> _Objective A_: In the patch review excerpt, why does the code mark the cache state incoherent before making the SEAMCALL and not afterward? Answer in one to three sentences.
> _Objective B_: Rewrite the part of the patch review excerpt that opens with the words containing "Side topic. Do" and closes with "flushed during kexec.", swapping "wrappers" for "helpers".

> _Source extract_:
——

Am I missing something? It seems this patch is incomplete. If some of these
missed SEAMCALLs don't dirty a cacheline, then the justification that it works
by just covering all seamcalls needs to be updated.

Side topic. Do all the SEAMCALL wrappers calling into the seamcall_*() variety
of wrappers need the entropy retry logic? I think no, and some callers actually
depend on it not happening.

> +	u64 ret;
> +
> +	preempt_disable();
> +
> +	/*
> +	 * SEAMCALLs are made to the TDX module and can generate dirty
> +	 * cachelines of TDX private memory.  Mark cache state incoherent
> +	 * so that the cache can be flushed during kexec.
> +	 *
> +	 * This needs to be done before actually making the SEAMCALL,
> +	 * because kexec-ing CPU could send NMI to stop remote CPUs,
> +	 * in which case even disabling IRQ won't help here.
> +	 */
> +	this_cpu_write(cache_state_incoherent, true);
> +
> +	ret = func(fn, args);
> +
> +	preempt_enable();
> +
> +	return ret;
> +}
> +
>  static __always_inline u64 sc_retry(sc_func_t func, u64 fn,
>  			   struct tdx_module_args *args)
>  {
> @@ -113,7 +140,7 @@ static __always_inline u64 sc_retry(sc_func_t func, u64 fn,
>  	u64 ret;
>  
>  	do {
> -		ret = func(fn, args);
> +		ret = do_seamcall(func, fn, args);
>  	} while (ret == TDX_RND_NO_ENTROPY && --retry);
>  
>  	return ret;

——

> _Records shown_:
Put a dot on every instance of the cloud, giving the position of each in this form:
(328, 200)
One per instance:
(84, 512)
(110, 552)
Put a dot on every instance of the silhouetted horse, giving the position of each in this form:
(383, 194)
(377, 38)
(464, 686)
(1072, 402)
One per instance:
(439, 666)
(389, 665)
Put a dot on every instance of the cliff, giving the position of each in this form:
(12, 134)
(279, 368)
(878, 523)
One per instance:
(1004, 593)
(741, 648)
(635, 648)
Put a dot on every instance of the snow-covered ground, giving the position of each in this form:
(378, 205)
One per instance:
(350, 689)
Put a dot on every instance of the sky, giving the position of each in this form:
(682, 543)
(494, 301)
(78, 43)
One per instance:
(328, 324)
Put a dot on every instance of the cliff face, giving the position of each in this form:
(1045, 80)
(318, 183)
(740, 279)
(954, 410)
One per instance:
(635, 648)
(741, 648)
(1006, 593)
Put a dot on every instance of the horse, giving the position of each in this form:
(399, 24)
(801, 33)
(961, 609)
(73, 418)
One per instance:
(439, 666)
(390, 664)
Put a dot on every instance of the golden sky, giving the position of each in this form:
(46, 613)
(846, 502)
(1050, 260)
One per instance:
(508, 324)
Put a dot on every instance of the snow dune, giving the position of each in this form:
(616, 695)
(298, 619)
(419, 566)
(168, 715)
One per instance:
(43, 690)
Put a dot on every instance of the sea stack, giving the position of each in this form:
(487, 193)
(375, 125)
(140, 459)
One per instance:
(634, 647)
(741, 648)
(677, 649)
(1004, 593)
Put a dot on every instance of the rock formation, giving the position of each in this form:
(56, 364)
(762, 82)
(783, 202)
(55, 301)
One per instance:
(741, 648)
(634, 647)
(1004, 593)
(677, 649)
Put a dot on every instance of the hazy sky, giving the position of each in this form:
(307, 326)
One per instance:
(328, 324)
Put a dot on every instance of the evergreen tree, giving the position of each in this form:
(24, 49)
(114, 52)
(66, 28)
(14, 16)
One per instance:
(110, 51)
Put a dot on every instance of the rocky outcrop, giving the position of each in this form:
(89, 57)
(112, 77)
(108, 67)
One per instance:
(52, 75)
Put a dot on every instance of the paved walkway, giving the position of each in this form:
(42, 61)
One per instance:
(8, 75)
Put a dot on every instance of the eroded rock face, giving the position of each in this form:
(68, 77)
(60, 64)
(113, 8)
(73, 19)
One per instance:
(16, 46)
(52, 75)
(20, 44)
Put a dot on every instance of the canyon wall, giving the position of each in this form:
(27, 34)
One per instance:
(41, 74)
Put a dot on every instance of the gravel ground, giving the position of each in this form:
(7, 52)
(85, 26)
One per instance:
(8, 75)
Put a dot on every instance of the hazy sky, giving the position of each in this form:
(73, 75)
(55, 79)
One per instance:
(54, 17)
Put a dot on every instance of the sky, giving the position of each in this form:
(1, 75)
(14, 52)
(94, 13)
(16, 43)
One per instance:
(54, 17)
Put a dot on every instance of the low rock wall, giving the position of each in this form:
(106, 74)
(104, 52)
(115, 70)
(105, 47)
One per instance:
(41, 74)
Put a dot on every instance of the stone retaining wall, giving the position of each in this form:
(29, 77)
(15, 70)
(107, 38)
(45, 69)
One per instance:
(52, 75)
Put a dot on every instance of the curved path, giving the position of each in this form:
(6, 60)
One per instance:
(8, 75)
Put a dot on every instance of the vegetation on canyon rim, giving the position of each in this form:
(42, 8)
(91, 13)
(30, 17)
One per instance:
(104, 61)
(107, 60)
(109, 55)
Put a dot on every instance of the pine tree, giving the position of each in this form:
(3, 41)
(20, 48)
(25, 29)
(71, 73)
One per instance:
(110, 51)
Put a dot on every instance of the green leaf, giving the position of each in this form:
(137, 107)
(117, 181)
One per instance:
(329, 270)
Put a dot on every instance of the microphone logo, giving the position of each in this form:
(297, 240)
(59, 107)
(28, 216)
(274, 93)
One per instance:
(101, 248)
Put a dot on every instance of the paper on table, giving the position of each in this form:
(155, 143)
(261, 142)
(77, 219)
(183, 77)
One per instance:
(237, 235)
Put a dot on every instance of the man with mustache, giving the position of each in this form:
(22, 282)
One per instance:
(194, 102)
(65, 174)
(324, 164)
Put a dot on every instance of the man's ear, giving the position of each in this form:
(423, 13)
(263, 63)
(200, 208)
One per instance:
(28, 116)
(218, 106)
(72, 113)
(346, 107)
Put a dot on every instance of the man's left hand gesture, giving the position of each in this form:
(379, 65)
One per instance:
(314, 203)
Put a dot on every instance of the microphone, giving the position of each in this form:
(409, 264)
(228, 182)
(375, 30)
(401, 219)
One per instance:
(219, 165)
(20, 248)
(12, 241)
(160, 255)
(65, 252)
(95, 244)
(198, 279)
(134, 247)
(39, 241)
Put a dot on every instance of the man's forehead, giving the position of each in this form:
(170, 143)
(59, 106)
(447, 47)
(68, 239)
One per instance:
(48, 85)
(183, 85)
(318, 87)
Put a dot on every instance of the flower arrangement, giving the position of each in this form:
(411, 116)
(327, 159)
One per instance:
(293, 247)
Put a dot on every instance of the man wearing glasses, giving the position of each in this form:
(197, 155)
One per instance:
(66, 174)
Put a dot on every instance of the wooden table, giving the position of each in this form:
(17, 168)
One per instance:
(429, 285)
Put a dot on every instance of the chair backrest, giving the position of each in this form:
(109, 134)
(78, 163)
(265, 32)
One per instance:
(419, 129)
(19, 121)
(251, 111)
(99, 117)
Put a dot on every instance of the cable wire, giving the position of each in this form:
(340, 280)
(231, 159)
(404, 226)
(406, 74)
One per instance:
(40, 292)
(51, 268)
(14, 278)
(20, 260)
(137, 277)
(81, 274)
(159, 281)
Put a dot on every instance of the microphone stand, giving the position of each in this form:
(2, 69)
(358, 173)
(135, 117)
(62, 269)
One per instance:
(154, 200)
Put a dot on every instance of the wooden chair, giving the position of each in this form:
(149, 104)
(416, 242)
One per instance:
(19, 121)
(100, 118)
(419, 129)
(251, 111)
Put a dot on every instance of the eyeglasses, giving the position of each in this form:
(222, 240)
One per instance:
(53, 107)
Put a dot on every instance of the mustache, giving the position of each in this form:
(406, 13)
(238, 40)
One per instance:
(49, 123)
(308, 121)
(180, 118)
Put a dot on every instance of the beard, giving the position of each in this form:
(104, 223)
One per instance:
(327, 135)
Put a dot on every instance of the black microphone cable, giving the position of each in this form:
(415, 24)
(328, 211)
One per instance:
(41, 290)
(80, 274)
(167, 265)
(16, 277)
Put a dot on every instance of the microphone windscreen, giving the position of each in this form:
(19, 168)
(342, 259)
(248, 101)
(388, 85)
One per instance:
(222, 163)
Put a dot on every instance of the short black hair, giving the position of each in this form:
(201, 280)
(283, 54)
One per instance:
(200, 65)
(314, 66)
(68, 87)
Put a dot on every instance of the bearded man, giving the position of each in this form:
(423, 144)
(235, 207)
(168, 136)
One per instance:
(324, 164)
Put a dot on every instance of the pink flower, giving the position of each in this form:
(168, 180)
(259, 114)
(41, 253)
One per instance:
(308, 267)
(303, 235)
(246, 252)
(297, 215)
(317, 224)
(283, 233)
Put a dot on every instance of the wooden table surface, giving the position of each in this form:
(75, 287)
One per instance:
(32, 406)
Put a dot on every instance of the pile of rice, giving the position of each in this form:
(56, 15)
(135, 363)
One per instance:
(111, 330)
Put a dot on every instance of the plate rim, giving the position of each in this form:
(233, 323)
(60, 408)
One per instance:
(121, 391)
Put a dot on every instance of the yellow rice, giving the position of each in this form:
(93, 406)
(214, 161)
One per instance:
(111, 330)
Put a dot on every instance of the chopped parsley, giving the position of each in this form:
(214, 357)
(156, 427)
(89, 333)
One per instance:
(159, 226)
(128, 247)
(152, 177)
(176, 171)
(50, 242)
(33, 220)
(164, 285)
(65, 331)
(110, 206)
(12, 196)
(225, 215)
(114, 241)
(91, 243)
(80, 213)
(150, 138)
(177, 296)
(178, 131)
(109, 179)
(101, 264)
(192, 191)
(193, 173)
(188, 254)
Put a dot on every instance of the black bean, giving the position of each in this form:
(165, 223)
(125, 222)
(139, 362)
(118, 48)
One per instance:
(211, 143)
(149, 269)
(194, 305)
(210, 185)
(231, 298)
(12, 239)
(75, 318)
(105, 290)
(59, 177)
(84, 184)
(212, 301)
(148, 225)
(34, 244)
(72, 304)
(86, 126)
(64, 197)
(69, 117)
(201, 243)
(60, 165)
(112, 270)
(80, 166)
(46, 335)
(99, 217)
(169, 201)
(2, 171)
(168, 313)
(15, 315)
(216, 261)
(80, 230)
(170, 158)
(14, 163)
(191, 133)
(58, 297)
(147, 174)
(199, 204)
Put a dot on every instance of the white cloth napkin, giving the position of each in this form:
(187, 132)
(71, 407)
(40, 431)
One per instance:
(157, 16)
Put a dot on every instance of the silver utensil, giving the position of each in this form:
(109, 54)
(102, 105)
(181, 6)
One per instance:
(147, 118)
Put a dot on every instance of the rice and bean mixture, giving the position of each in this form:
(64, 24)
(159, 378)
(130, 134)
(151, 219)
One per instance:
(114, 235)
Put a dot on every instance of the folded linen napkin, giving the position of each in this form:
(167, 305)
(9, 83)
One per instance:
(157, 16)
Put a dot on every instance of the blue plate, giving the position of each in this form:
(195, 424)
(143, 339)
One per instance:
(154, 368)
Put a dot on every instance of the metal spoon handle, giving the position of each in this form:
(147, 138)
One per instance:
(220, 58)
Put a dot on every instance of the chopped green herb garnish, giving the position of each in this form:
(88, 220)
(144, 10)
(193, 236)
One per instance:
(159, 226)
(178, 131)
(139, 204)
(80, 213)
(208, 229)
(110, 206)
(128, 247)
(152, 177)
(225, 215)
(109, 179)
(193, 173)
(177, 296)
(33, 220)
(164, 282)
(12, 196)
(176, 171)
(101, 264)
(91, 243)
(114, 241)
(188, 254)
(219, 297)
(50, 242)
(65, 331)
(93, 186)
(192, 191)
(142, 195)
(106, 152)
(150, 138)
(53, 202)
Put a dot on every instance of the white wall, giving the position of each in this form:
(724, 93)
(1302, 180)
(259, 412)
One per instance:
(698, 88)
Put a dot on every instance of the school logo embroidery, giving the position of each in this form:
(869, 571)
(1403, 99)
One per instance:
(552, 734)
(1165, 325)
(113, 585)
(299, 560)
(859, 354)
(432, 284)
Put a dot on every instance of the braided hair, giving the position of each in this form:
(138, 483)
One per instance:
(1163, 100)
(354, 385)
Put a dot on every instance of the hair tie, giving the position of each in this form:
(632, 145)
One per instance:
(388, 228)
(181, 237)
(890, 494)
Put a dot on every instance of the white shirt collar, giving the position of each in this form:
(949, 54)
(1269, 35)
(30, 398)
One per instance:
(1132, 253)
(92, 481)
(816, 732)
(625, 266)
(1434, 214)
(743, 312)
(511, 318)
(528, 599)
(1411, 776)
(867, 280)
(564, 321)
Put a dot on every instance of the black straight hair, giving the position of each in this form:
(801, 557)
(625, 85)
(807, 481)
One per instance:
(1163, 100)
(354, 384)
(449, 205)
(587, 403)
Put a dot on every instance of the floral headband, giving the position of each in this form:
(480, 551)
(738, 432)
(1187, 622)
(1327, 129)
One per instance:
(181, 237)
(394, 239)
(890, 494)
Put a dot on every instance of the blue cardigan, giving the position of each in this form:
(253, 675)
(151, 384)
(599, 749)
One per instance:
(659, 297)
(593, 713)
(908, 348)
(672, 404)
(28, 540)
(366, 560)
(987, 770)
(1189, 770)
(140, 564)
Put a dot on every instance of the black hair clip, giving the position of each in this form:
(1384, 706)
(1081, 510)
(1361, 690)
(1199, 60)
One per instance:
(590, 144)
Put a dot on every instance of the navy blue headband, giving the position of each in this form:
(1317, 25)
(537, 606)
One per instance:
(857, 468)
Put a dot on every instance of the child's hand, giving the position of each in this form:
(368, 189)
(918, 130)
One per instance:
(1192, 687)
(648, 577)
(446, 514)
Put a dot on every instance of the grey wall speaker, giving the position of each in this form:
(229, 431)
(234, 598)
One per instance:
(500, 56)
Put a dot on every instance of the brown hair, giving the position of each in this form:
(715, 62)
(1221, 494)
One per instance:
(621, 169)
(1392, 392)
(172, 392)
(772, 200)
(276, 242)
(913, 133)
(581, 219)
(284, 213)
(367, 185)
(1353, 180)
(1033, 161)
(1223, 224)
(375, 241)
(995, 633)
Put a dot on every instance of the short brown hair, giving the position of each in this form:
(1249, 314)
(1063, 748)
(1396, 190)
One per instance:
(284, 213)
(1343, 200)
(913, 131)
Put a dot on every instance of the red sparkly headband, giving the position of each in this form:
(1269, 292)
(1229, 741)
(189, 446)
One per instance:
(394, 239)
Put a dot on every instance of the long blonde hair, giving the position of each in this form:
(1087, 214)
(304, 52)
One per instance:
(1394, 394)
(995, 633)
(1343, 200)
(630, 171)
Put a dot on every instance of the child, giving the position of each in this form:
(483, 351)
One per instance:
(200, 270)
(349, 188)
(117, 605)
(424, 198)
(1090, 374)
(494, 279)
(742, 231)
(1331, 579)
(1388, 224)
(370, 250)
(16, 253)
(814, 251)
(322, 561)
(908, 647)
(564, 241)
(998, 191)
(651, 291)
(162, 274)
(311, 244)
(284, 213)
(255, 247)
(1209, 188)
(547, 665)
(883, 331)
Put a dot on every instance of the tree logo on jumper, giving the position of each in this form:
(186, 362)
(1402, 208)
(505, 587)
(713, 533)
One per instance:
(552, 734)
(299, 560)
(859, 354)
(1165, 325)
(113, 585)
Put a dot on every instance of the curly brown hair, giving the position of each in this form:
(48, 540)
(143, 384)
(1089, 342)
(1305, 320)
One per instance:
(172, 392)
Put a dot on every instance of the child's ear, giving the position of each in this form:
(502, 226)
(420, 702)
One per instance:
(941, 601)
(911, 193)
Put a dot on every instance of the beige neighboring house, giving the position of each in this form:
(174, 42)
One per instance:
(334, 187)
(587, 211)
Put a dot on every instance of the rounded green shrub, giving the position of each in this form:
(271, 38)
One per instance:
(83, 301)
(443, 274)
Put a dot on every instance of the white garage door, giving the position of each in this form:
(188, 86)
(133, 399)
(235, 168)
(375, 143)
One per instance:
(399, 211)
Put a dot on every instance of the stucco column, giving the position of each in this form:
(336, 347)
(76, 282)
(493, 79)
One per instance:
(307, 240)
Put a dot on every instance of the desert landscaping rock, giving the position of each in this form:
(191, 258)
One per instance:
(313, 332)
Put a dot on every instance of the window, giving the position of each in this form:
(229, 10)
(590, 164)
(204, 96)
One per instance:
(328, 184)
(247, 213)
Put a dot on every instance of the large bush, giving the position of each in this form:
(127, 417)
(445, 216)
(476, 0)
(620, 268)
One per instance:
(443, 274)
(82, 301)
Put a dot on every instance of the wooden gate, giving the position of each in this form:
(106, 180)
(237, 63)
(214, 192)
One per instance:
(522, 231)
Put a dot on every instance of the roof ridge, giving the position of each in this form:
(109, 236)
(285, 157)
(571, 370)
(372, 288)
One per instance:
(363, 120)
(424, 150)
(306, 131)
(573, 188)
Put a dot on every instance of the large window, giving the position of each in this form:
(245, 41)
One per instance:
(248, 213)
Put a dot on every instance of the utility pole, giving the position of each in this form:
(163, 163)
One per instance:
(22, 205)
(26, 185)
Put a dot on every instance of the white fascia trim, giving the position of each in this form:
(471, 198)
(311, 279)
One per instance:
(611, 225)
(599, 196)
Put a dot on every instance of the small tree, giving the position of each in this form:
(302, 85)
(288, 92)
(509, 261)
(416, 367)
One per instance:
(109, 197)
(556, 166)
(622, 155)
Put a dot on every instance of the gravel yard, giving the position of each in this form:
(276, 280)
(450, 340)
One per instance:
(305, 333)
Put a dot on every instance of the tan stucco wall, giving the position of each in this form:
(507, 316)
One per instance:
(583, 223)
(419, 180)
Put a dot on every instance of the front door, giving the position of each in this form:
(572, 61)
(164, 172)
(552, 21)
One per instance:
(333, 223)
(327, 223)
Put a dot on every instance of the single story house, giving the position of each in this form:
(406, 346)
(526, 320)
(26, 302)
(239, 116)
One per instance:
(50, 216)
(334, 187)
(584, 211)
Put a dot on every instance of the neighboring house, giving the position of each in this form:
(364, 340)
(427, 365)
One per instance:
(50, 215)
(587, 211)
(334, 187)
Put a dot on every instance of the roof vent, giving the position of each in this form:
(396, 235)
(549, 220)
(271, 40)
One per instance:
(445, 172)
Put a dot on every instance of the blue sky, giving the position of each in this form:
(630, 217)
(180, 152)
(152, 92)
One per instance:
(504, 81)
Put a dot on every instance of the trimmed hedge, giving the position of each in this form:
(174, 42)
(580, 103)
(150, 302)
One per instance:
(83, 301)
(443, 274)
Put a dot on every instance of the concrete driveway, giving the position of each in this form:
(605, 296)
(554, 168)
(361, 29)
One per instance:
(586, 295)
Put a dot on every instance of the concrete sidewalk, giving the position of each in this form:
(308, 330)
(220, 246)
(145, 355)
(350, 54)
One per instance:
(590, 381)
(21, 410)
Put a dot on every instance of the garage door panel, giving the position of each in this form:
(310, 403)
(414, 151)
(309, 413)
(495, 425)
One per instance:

——

> _Finished answer A_: The CPU doing the kexec could send an NMI to stop the other CPUs, and disabling IRQs doesn't prevent that. So the flag has to be set before the SEAMCALL runs. That way, the cache can still be flushed during kexec even if the CPU is stopped partway through.

> _Finished answer B_:
Side topic. Do all the SEAMCALL helpers calling into the seamcall_*() variety
of helpers need the entropy retry logic? I think no, and some callers actually
depend on it not happening.

> +	u64 ret;
> +
> +	preempt_disable();
> +
> +	/*
> +	 * SEAMCALLs are made to the TDX module and can generate dirty
> +	 * cachelines of TDX private memory.  Mark cache state incoherent
> +	 * so that the cache can be flushed during kexec.